Task description: Write the material out again in full, exactly.

########################################

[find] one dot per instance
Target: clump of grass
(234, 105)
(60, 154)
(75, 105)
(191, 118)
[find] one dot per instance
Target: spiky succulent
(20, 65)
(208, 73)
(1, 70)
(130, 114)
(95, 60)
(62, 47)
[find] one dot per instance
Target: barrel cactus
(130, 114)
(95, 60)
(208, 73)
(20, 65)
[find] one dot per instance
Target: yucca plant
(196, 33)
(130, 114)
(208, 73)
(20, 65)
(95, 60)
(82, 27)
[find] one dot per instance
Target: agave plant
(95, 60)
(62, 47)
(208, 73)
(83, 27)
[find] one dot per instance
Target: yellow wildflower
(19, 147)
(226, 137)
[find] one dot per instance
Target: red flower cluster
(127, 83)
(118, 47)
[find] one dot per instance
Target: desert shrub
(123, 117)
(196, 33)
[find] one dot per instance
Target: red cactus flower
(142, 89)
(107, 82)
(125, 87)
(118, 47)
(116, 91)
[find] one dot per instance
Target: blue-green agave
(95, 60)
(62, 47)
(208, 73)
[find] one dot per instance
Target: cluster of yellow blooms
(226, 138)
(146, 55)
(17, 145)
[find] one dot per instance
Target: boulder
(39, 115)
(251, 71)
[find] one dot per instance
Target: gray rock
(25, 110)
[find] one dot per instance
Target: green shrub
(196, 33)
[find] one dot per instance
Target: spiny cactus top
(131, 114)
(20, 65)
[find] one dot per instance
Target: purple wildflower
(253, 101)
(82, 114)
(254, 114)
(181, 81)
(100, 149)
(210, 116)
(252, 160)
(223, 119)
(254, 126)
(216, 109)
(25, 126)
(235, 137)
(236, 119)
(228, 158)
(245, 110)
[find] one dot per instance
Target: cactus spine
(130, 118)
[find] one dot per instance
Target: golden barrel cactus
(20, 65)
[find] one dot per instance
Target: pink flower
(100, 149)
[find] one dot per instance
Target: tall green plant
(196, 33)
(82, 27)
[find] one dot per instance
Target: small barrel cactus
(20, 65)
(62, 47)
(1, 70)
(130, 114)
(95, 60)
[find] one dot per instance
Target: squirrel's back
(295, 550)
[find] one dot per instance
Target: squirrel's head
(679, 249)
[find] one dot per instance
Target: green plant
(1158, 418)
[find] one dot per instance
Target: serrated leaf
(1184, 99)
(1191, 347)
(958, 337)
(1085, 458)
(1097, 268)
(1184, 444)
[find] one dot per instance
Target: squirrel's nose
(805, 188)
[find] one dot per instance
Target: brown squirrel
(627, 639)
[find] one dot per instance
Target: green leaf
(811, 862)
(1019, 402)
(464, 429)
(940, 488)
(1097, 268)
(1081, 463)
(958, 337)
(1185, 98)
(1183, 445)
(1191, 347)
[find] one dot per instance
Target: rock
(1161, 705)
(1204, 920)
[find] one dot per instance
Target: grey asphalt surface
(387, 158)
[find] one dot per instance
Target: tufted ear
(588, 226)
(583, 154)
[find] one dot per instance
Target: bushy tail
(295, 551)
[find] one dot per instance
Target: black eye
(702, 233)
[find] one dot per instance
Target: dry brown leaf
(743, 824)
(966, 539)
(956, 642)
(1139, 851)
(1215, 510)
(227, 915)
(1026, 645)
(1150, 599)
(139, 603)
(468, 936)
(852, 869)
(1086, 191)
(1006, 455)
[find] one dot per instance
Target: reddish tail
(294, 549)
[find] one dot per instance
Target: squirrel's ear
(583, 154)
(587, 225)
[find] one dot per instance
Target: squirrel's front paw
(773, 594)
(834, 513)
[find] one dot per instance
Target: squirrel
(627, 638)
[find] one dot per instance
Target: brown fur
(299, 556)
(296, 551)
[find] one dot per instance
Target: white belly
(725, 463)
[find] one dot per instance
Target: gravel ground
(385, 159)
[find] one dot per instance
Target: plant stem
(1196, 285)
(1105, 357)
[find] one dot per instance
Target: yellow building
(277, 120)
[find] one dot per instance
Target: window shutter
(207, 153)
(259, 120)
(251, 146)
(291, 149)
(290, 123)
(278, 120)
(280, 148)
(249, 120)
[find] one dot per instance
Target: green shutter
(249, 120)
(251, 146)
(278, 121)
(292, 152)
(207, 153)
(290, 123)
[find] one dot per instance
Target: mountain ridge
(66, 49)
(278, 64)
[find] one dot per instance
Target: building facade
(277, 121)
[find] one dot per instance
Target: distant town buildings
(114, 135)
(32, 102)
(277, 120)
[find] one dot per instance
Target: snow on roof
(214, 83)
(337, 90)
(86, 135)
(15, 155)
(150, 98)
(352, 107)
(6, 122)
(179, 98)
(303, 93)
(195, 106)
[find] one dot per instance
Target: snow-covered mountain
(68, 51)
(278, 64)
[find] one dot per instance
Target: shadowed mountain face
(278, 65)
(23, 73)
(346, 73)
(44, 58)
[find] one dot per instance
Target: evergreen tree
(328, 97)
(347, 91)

########################################

Problem solution:
[find] one dot per instance
Target: clump of grass
(234, 105)
(60, 154)
(75, 105)
(191, 118)
[find] one dot per instance
Target: spiky succulent
(20, 65)
(208, 73)
(1, 70)
(130, 114)
(95, 60)
(62, 47)
[find] one dot per instance
Target: barrel cactus
(130, 114)
(95, 60)
(208, 73)
(20, 65)
[find] one dot per instance
Target: yucca plant
(196, 33)
(130, 114)
(208, 73)
(20, 65)
(95, 60)
(82, 27)
[find] one dot per instance
Target: agave plant
(95, 60)
(62, 47)
(208, 73)
(83, 27)
[find] one dot per instance
Target: yellow wildflower
(19, 147)
(226, 137)
[find] one dot per instance
Target: red flower cluster
(127, 83)
(118, 47)
[find] one dot per instance
Target: desert shrub
(123, 117)
(196, 33)
[find] one dot per instance
Target: red cactus flower
(142, 89)
(107, 82)
(125, 87)
(118, 47)
(116, 91)
[find] one dot per instance
Target: blue-green agave
(95, 60)
(62, 47)
(208, 73)
[find] one dot per instance
Target: cluster of yellow blooms
(226, 138)
(146, 55)
(17, 145)
[find] one dot per instance
Target: boulder
(39, 115)
(251, 71)
[find] one dot per instance
Target: gray rock
(25, 110)
[find] one dot per instance
Target: green shrub
(196, 33)
[find] one dot per instance
Target: spiny cactus top
(131, 114)
(20, 65)
[find] one dot per instance
Target: purple wildflower
(253, 101)
(82, 114)
(254, 114)
(181, 81)
(100, 149)
(210, 116)
(252, 160)
(223, 119)
(254, 126)
(216, 109)
(25, 126)
(235, 137)
(236, 119)
(228, 158)
(245, 110)
[find] one dot per instance
Target: cactus spine
(130, 118)
[find] one dot per instance
Target: golden barrel cactus
(20, 65)
[find] one dot per instance
Target: pink flower
(100, 149)
[find] one dot per instance
Target: tall green plant
(196, 33)
(82, 27)
[find] one dot per instance
Target: small barrel cactus
(20, 65)
(62, 47)
(1, 70)
(130, 114)
(95, 60)
[find] one dot per instance
Target: squirrel's back
(295, 550)
[find] one dot per instance
Target: squirrel's head
(679, 249)
[find] one dot per instance
Target: green plant
(1158, 418)
[find] one dot per instance
Target: serrated leaf
(1184, 99)
(1191, 347)
(958, 337)
(1085, 458)
(1097, 268)
(1184, 444)
[find] one dot per instance
Target: squirrel's nose
(805, 188)
[find] one dot per instance
Target: brown squirrel
(627, 639)
[find] one dot per instance
Target: green leaf
(811, 862)
(1019, 402)
(464, 429)
(940, 488)
(1097, 268)
(1081, 463)
(958, 337)
(1185, 98)
(1183, 445)
(1191, 347)
[find] one dot per instance
Target: rock
(1161, 705)
(1204, 920)
[find] one dot per instance
Target: grey asphalt surface
(387, 158)
[find] one dot per instance
Target: tufted ear
(588, 226)
(583, 154)
[find] one dot per instance
Target: bushy tail
(295, 551)
[find] one dot per instance
Target: black eye
(702, 233)
[find] one dot per instance
Target: dry brown leaf
(743, 824)
(966, 539)
(956, 642)
(1139, 851)
(1215, 510)
(227, 915)
(1026, 645)
(1150, 599)
(139, 603)
(468, 936)
(852, 869)
(1086, 191)
(1006, 455)
[find] one dot per instance
Target: reddish tail
(294, 549)
[find] one dot per instance
Target: squirrel's ear
(583, 154)
(587, 225)
[find] one dot per instance
Target: squirrel's front paw
(773, 594)
(834, 513)
[find] one dot per instance
Target: squirrel
(627, 638)
[find] one dot per instance
Target: brown fur
(299, 556)
(296, 551)
[find] one dot per instance
Target: white belly
(725, 463)
[find] one dot per instance
Target: gravel ground
(385, 159)
[find] one dot per instance
Target: plant stem
(1196, 285)
(1105, 357)
[find] one dot per instance
Target: yellow building
(277, 120)
[find] one dot per instance
Target: window shutter
(207, 153)
(259, 120)
(251, 146)
(291, 149)
(290, 123)
(278, 120)
(280, 148)
(249, 120)
[find] one dot per instance
Target: green shutter
(249, 120)
(251, 146)
(278, 121)
(292, 152)
(207, 153)
(290, 123)
[find] one dot per instance
Target: mountain ridge
(66, 49)
(278, 64)
[find] one dot per instance
Target: building facade
(277, 121)
[find] one dot per instance
Target: distant town buildings
(114, 135)
(32, 102)
(277, 120)
[find] one dot per instance
Target: snow on roof
(214, 83)
(337, 90)
(86, 135)
(15, 155)
(150, 98)
(352, 107)
(6, 122)
(179, 98)
(303, 93)
(195, 106)
[find] one dot per instance
Target: snow-covered mountain
(68, 51)
(278, 64)
[find] one dot per instance
Target: shadowed mountain face
(278, 65)
(23, 73)
(346, 73)
(44, 58)
[find] one dot per instance
Target: evergreen tree
(328, 97)
(347, 91)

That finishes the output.